(Kutipan Bacaan):
══════

Layanan bimbingan dan konseling hendaknya lebih berpangkal pada nilai-nilai
budaya bangsa yang secara nyata mampu mewujudkan kehidupan yang harmoni dalam
kondisi pluralistik.
2.
Psikologis
Landasan psikologis merupakan landasan yang dapat memberikan
pemahaman bagi konselor tentang perilaku individu yang menjadi sasaran layanan
(klien). Untuk kepentingan bimbingan dan konseling, beberapa kajian psikologi
yang perlu dikuasai oleh konselor adalah tentang : (a) motif dan motivasi; (b)
pembawaan dan lingkungan, (c) perkembangan individu; (d) belajar; dan (e)
kepribadian.
3.

══════

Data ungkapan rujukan
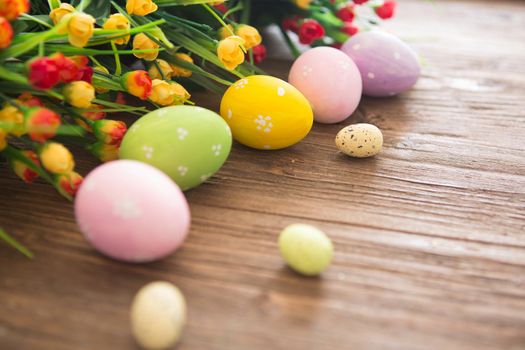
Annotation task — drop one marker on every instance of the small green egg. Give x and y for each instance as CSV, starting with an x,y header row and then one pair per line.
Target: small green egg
x,y
306,249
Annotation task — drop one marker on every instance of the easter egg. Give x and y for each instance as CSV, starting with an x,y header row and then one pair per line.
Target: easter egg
x,y
158,316
264,112
306,249
359,140
131,211
188,143
330,80
388,66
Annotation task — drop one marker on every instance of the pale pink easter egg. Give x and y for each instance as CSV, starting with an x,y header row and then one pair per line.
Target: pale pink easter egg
x,y
330,80
131,211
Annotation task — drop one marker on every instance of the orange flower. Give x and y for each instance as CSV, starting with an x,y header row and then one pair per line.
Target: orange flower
x,y
138,83
11,9
68,184
41,123
6,33
22,170
230,52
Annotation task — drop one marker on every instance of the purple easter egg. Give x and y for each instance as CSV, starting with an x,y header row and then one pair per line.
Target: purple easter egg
x,y
388,66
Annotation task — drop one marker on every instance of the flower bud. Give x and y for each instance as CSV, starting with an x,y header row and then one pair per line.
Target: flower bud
x,y
165,68
140,7
68,184
230,52
250,35
12,120
138,83
142,42
11,9
43,73
6,33
179,71
118,21
22,170
80,29
79,94
57,14
56,158
104,151
110,132
41,123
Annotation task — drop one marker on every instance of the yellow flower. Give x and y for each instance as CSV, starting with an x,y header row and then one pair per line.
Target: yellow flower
x,y
3,141
12,120
118,21
57,159
230,52
142,42
79,94
250,35
59,13
179,71
80,29
140,7
225,32
165,68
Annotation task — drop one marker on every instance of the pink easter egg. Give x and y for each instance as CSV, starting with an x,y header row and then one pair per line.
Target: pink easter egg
x,y
330,80
131,211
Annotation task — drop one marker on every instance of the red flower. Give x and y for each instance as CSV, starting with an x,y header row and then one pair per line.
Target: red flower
x,y
291,24
6,33
346,13
310,31
22,170
386,10
259,53
349,28
43,73
68,71
41,123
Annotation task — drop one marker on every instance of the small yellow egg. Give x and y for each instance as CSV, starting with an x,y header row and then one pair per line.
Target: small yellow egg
x,y
359,140
158,315
264,112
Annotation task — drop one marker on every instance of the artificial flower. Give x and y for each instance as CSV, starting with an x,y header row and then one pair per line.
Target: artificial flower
x,y
41,123
79,94
142,42
310,31
140,7
6,33
58,13
12,120
56,158
105,152
68,184
138,83
165,69
11,9
108,131
22,170
230,52
179,71
118,21
43,73
80,29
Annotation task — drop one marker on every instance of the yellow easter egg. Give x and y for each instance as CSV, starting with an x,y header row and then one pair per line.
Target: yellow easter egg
x,y
264,112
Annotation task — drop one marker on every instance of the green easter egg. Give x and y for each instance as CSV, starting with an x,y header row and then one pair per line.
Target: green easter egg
x,y
306,249
188,143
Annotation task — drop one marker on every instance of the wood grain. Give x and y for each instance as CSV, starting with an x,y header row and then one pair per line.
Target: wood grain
x,y
429,235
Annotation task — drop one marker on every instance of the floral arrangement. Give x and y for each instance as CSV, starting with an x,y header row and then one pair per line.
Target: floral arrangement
x,y
66,67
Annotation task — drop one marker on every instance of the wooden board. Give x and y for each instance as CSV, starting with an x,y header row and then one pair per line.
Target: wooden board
x,y
429,235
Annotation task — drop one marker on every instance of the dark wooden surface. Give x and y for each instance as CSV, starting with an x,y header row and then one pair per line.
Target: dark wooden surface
x,y
429,235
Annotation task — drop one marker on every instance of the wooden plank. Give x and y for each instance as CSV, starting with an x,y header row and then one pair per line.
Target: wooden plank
x,y
429,236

══════

Tolong sebutkan kajian psikologi yang perlu dikuasai konselor menurut kutipan tentang landasan bimbingan dan konseling.

Motif dan motivasi, pembawaan dan lingkungan, perkembangan individu, belajar, serta kepribadian.